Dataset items
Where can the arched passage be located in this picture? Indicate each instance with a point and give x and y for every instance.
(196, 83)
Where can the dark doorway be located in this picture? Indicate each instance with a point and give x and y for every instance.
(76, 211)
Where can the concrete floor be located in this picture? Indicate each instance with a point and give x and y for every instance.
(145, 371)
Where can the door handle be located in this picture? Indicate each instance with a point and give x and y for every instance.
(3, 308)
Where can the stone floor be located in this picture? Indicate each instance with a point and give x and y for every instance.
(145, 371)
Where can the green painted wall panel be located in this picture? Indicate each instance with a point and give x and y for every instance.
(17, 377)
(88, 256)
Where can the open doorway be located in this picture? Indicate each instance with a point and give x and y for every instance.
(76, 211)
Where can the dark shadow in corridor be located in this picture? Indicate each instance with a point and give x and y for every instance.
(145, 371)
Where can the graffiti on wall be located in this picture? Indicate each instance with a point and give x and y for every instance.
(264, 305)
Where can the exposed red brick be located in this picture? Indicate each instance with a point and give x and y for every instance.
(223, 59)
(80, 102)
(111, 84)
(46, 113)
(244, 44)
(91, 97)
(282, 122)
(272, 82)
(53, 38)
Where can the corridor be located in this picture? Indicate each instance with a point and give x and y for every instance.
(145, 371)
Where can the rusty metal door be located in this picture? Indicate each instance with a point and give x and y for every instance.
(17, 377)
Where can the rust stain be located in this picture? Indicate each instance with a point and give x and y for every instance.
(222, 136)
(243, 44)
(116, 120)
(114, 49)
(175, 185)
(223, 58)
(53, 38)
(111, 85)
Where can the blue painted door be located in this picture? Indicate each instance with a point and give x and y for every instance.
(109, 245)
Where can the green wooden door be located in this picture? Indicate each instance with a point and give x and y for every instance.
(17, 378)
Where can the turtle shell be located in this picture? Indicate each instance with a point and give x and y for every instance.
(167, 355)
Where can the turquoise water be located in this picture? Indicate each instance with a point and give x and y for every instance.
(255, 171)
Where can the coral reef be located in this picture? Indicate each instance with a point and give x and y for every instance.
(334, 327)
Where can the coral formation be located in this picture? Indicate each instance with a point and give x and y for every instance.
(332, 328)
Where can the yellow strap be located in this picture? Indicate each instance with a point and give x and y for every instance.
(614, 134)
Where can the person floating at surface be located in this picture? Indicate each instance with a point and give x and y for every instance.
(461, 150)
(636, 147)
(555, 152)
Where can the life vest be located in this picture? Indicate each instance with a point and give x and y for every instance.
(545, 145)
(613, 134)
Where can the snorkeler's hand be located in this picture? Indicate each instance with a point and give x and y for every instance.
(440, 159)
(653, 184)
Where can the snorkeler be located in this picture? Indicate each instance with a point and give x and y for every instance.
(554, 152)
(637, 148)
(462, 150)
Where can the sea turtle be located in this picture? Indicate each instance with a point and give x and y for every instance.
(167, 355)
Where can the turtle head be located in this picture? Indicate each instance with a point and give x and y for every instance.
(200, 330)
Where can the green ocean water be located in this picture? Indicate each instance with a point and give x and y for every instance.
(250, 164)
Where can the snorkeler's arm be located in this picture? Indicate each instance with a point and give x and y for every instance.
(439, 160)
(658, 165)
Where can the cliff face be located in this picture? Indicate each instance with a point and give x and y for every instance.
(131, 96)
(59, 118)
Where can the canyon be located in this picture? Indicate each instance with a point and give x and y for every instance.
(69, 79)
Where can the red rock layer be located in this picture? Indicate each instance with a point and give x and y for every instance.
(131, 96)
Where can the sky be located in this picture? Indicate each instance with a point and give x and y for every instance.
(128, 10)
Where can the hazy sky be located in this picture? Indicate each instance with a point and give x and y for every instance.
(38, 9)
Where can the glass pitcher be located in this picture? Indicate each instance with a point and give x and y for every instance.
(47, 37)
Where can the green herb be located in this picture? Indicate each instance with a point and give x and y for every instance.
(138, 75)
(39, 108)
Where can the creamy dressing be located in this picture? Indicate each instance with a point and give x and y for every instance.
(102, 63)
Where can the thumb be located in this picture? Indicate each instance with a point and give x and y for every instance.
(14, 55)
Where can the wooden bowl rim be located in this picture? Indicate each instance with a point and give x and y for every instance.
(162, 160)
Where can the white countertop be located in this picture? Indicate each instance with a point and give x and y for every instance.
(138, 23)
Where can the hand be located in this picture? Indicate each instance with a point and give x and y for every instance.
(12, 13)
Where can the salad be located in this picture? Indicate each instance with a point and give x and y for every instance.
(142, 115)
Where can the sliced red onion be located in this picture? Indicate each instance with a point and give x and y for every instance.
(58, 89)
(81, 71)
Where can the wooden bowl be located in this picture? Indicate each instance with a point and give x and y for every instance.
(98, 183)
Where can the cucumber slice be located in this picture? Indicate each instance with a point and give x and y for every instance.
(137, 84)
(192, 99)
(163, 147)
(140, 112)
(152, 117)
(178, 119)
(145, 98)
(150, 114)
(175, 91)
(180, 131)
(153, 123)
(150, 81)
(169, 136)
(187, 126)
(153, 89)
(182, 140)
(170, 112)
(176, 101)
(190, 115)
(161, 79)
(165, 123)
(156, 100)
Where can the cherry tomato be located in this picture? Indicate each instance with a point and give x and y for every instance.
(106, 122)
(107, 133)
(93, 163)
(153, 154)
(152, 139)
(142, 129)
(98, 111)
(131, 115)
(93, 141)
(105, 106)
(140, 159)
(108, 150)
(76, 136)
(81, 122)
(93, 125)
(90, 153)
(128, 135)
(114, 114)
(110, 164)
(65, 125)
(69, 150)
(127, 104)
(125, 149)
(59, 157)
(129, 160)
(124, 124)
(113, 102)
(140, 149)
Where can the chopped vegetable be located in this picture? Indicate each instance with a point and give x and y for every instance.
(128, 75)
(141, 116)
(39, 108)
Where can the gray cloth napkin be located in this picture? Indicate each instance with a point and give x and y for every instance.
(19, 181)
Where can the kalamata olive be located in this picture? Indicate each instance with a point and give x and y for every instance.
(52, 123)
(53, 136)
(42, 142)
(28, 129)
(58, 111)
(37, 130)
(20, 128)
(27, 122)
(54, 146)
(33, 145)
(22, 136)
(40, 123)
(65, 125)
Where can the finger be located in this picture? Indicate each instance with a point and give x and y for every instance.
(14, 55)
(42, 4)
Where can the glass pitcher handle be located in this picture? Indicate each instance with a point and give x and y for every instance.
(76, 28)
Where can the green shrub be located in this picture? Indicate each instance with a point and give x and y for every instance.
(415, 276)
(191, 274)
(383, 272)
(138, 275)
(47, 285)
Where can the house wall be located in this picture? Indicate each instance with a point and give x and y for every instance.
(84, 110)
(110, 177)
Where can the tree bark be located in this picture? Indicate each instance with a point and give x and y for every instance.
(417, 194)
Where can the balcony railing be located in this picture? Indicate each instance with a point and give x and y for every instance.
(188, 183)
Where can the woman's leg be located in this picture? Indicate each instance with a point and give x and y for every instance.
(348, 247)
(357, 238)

* [Instruction]
Take the listing above and write it out again exactly.

* [Complete response]
Where can the arched passage be located in this picture? Indicate each instance with a point and give x and y for every instance.
(196, 83)
Where can the dark doorway be located in this picture? Indicate each instance with a point and give x and y for every instance.
(76, 211)
Where can the concrete floor be located in this picture? Indicate each instance with a point and give x and y for every instance.
(145, 371)
Where can the door handle be located in this picture? Indicate each instance with a point and give x and y for every instance.
(3, 308)
Where can the stone floor be located in this picture? Indicate each instance with a point and give x and y for every instance.
(145, 371)
Where can the green painted wall panel be located in this picture? Indicate each instance with a point and give x and y for every instance.
(17, 377)
(88, 256)
Where can the open doorway be located in this picture? Indicate each instance with a point and give x and y for every instance.
(76, 211)
Where can the dark shadow in corridor be located in this picture? Indicate each instance with a point and give x and y for every instance.
(145, 371)
Where can the graffiti on wall be located in this picture? Indicate each instance with a point and give x and y for every instance.
(264, 305)
Where can the exposed red brick be located in this picture? Indicate each instance with a point and give x and y for every instance.
(223, 59)
(80, 102)
(111, 84)
(46, 113)
(244, 44)
(91, 97)
(282, 122)
(272, 82)
(53, 38)
Where can the corridor be located in this picture? Indicate each instance with a point and give x and y for every instance.
(145, 371)
Where can the rusty metal door be located in this picture? Indicate each instance with a point and give x and y for every instance.
(17, 377)
Where can the rust stain be located in this picture? Indicate each instance with a point and give x and y for every instance.
(222, 136)
(243, 44)
(116, 120)
(114, 49)
(175, 185)
(223, 58)
(53, 38)
(111, 85)
Where can the blue painted door be located in this picture? Indicate each instance with a point and give x and y for every instance.
(109, 245)
Where can the green wooden door be located in this picture? Indicate each instance with a point and give x and y for every instance.
(17, 378)
Where can the turtle shell be located in this picture? Indicate each instance with a point and give x and y for every instance.
(167, 355)
Where can the turquoise water be located in this picture? Indicate each instance with a point and give x and y for every instance.
(255, 171)
Where can the coral reef be located in this picture? Indicate each instance with a point and give x and y for every instance.
(334, 327)
Where can the coral formation be located in this picture? Indicate each instance with a point and give x and y for every instance.
(332, 328)
Where can the yellow strap be located in this picture? Indicate each instance with a point and give x and y for every instance.
(614, 134)
Where can the person floating at surface be located in this picture? Indicate each instance with a point and give x and y for every instance.
(461, 150)
(636, 147)
(555, 152)
Where can the life vest be located in this picture? Indicate each instance with a point and give x and y for every instance.
(545, 145)
(613, 134)
Where can the snorkeler's hand be located in this picture? Indicate each instance with a point and give x and y for every instance.
(440, 159)
(653, 184)
Where can the snorkeler be located in this picture? Indicate each instance with a point and give x and y for every instance.
(554, 152)
(637, 148)
(462, 150)
Where can the sea turtle be located in this picture? Indicate each instance with a point and give x and y for every instance.
(167, 355)
Where can the turtle head be located in this picture? Indicate each instance with a point and give x and y for every instance.
(200, 330)
Where can the green ocean water be located in this picture? Indicate each instance with a point and give x and y for every instance.
(250, 164)
Where can the snorkeler's arm be located in this picture? Indicate each instance with a point and give x and y for every instance.
(439, 160)
(658, 165)
Where can the cliff face be located in this picture? Indicate each instance with a point and give x and y for every instance.
(131, 96)
(59, 118)
Where can the canyon be located in this picture? Indicate each instance with a point and give x and y for every instance.
(69, 79)
Where can the red rock layer be located in this picture? Indicate each instance with a point and give x and y for every instance.
(131, 96)
Where can the sky be located in this picture? Indicate each instance with a point and give x and y for every instance.
(128, 10)
Where can the hazy sky be located in this picture? Indicate each instance with a point and give x and y for every instance.
(38, 9)
Where can the glass pitcher be located in this picture? Indicate each instance with a point and give x and y for every instance.
(47, 37)
Where can the green herb be located in this picture? Indicate each instance with a point and give x and y for every instance.
(138, 75)
(39, 108)
Where can the creamy dressing be located in this picture? Indicate each instance with a point and give x and y for every instance.
(102, 63)
Where can the thumb be located in this picture? Indicate each instance with a point and give x and y for every instance.
(14, 55)
Where can the wooden bowl rim be located in this picture? Indicate each instance with a point and give x and y for every instance.
(162, 160)
Where can the white countertop be located in this picture? Indicate each instance with a point and give x and y for every instance.
(138, 23)
Where can the hand be located in this picture? Indicate each instance with a point and give x and y for every instance.
(12, 13)
Where can the salad be located in this picture? Indicate each instance with a point and give x and y for every instance.
(142, 115)
Where can the sliced red onion be located in this picture? Indicate each instance with a point and give x and y for every instance.
(58, 89)
(81, 71)
Where can the wooden bowl be located in this picture? Indicate each instance with a point and give x and y for every instance.
(98, 183)
Where can the cucumber slice be located in this picture? Indicate each instance with a point and give x and y for every instance.
(137, 84)
(192, 99)
(163, 147)
(140, 112)
(152, 117)
(178, 119)
(145, 98)
(150, 114)
(175, 91)
(180, 131)
(153, 123)
(150, 81)
(169, 136)
(187, 126)
(153, 89)
(182, 140)
(170, 112)
(176, 101)
(190, 115)
(161, 79)
(165, 123)
(156, 100)
Where can the cherry tomato be located in this picture? Indicate each instance with a point and give x and y for every instance.
(106, 122)
(107, 133)
(93, 163)
(153, 154)
(152, 139)
(142, 129)
(98, 111)
(131, 115)
(93, 141)
(105, 106)
(140, 159)
(108, 150)
(76, 136)
(81, 122)
(93, 125)
(90, 153)
(128, 135)
(114, 114)
(110, 164)
(65, 125)
(69, 150)
(127, 104)
(125, 149)
(59, 157)
(129, 160)
(124, 124)
(113, 102)
(140, 149)
Where can the chopped vegetable be located in this picture? Indicate each instance with a point and give x and y for every instance.
(128, 75)
(141, 116)
(39, 108)
Where can the gray cloth napkin be located in this picture? Indicate each instance with a point and give x and y for every instance.
(19, 181)
Where can the kalamata olive be located in this picture? Indicate each instance with a point and give x and y for every instance.
(52, 123)
(53, 136)
(42, 142)
(28, 129)
(58, 111)
(37, 130)
(20, 128)
(27, 122)
(54, 146)
(33, 145)
(22, 136)
(40, 123)
(65, 125)
Where can the finger be located in this picture? Indicate each instance with a point and give x and y for every instance.
(14, 55)
(42, 4)
Where can the glass pitcher handle be located in this picture? Indicate each instance with a point and give x and y for every instance.
(76, 28)
Where can the green shrub be located in this picture? Indicate each instance with a point and give x and y for every instance.
(415, 276)
(191, 274)
(383, 272)
(138, 275)
(47, 285)
Where can the house wall be located in this picture? Indicate each instance with a point and give x and y for every instance.
(84, 110)
(110, 177)
Where can the tree bark be located in this picture? Indicate each instance with a point and give x and y for every instance.
(417, 194)
Where can the balcony railing be located in this picture? Indicate each instance with a point and give x and y for every instance.
(188, 183)
Where can the woman's leg be located in this picture? Indicate each instance with a point and give x and y for every instance.
(348, 247)
(357, 238)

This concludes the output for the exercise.